◆ **EXERCISE OBJECTIVE**
No images are to be carried over; print all other material exactly as it stands.

● ● ● ● ●

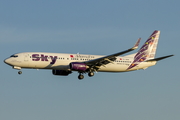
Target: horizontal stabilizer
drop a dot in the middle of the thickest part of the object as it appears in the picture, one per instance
(160, 58)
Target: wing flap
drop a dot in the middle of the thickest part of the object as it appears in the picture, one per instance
(110, 58)
(160, 58)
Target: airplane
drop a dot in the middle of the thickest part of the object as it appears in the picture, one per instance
(64, 64)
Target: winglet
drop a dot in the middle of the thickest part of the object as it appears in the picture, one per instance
(137, 44)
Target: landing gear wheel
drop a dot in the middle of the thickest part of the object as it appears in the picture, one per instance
(80, 77)
(90, 74)
(20, 72)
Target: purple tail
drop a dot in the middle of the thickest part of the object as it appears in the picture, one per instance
(147, 51)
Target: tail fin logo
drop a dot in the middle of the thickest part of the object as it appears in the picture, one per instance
(147, 51)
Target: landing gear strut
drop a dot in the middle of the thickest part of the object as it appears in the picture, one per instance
(20, 72)
(90, 74)
(80, 77)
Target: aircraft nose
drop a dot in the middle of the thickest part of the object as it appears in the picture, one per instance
(7, 61)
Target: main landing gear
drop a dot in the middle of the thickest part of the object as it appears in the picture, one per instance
(19, 72)
(81, 76)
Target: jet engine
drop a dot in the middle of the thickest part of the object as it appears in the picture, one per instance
(77, 66)
(61, 72)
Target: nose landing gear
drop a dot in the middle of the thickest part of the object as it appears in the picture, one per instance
(80, 77)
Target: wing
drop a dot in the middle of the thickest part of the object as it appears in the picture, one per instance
(96, 63)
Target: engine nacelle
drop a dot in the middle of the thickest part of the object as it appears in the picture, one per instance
(78, 66)
(61, 72)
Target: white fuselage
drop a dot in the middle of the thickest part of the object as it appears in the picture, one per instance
(60, 61)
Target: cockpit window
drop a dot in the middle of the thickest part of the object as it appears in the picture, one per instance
(14, 55)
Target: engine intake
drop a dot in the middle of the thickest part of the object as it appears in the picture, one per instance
(77, 66)
(61, 72)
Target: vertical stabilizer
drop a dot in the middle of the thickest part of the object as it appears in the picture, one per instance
(148, 50)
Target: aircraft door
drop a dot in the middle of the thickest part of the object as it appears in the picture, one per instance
(26, 59)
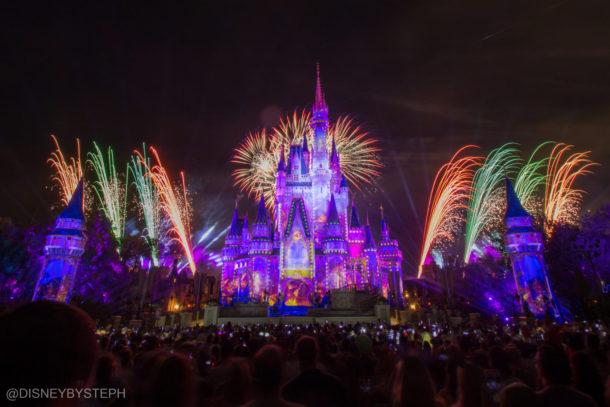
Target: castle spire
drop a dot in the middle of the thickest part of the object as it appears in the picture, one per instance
(261, 216)
(320, 102)
(319, 117)
(235, 230)
(281, 166)
(333, 216)
(369, 242)
(354, 222)
(334, 156)
(74, 210)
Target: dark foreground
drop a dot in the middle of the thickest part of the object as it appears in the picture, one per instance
(48, 345)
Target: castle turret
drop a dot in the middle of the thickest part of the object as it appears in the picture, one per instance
(525, 246)
(305, 150)
(63, 250)
(280, 191)
(245, 235)
(390, 266)
(334, 243)
(230, 252)
(320, 170)
(355, 235)
(371, 274)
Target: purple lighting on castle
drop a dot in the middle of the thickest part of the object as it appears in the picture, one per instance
(315, 242)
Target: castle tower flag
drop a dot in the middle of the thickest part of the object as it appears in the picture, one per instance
(524, 245)
(63, 249)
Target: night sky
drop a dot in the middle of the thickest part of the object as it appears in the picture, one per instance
(425, 77)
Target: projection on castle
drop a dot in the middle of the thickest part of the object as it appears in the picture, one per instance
(316, 241)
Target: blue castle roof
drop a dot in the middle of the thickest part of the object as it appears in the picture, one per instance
(333, 216)
(514, 209)
(354, 222)
(261, 216)
(74, 210)
(235, 229)
(369, 242)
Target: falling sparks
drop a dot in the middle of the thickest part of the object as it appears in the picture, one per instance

● ● ● ● ●

◆ **TASK ANSWER**
Target: horizontal stabilizer
drop a dot in the middle of the thickest part of the object as it appears in the picture, one per instance
(160, 58)
Target: wing flap
drop a dot in the middle of the thickest part of the object as it appears in the picture, one per instance
(110, 58)
(160, 58)
Target: airplane
drop a dot in the middle of the thickest part of the object as it appears in the picture, one per instance
(64, 64)
Target: winglet
drop a dot in the middle of the thickest part of the object as it appears in the picture, one per instance
(137, 44)
Target: landing gear wheel
drop a dot in the middle of the thickest part of the object as it appears in the picture, one per instance
(80, 77)
(90, 74)
(20, 72)
Target: purple tail
drop a dot in the middle of the thickest part of the object as it appears in the picture, one per instance
(147, 51)
Target: tail fin logo
drop a dot in the middle of the thickest part of the object as it appears in the picture, one per instance
(147, 51)
Target: landing gear strut
drop a dot in the middle of the thickest part of the object as it appears in the picture, one per instance
(20, 72)
(90, 74)
(80, 77)
Target: aircraft nose
drop a dot in the middle of the thickest part of the object as it appears in the picture, one per instance
(7, 61)
Target: main landing gear
drop a dot in the middle of the thickest part of the object as it appears in the picture, one per instance
(19, 72)
(81, 76)
Target: jet engine
drop a dot in the middle of the thickest part of the object as it appears in the picture, one per instance
(77, 66)
(61, 72)
Target: nose landing gear
drop a dot in the middle of the thickest part of the object as it appears in the picture, one per instance
(80, 77)
Target: wing
drop a dot in the middle of the thickest part of the object as it appears in the picture, one per instance
(96, 63)
Target: engine nacelle
drop a dot in the middle of the thickest part of the object as it appears in the picture, one per instance
(78, 66)
(61, 72)
Target: white fuselage
drop a dot in the middle of the thickest part of the object as it appears in the picture, one per instance
(60, 61)
Target: cockpit window
drop a dot in the middle of the thickest part of the object as it appears in the picture, one per instance
(14, 55)
Target: engine intake
drop a dot in the middle of the thickest part of the object as it appears in the picture, one per instance
(77, 66)
(61, 72)
Target: vertical stabilizer
drop a dot in the middle of the thickest part of the object as it appears in the picture, one per instance
(148, 50)
Target: aircraft door
drop a dot in the middle of the thickest part of the object as it appears in the picture, one per instance
(26, 59)
Target: castle spire
drop a dot in the middle of the thickest part of the object as it appears in the picture, one per instance
(261, 216)
(320, 102)
(319, 117)
(235, 230)
(281, 166)
(333, 216)
(369, 242)
(354, 222)
(334, 156)
(74, 210)
Target: dark foreground
drop a dot in the middle of the thickest part of the object as it appears in the picture, one per instance
(48, 345)
Target: castle turret
drop a dot in the middle of the thickest part of the object as it appears in the picture, one per instance
(525, 246)
(305, 150)
(63, 250)
(280, 191)
(245, 235)
(390, 266)
(334, 243)
(230, 252)
(320, 170)
(355, 235)
(371, 274)
Target: purple lighting on castle
drop a dot in the middle of the thickest part of the object as it appears in the picture, one per instance
(315, 242)
Target: castle tower flag
drop a dot in the middle of the thickest part of the object as it appears in the picture, one per instance
(524, 245)
(63, 249)
Target: night sky
drop a dot in the middle of the thickest part of the object as it appears in the picture, one per instance
(425, 77)
Target: projection on castle
drop a dot in the middle of the thickest part of the object as it appears in the picture, one per instance
(316, 241)
Target: blue castle roof
drop a dot in the middle of the thickest part of the object as it appears in the picture, one per instance
(333, 216)
(514, 209)
(354, 222)
(261, 216)
(74, 210)
(235, 229)
(369, 242)
Target: falling sparks
drop a dot in the middle of the thickest part of the object as it appears in the picture, one per instance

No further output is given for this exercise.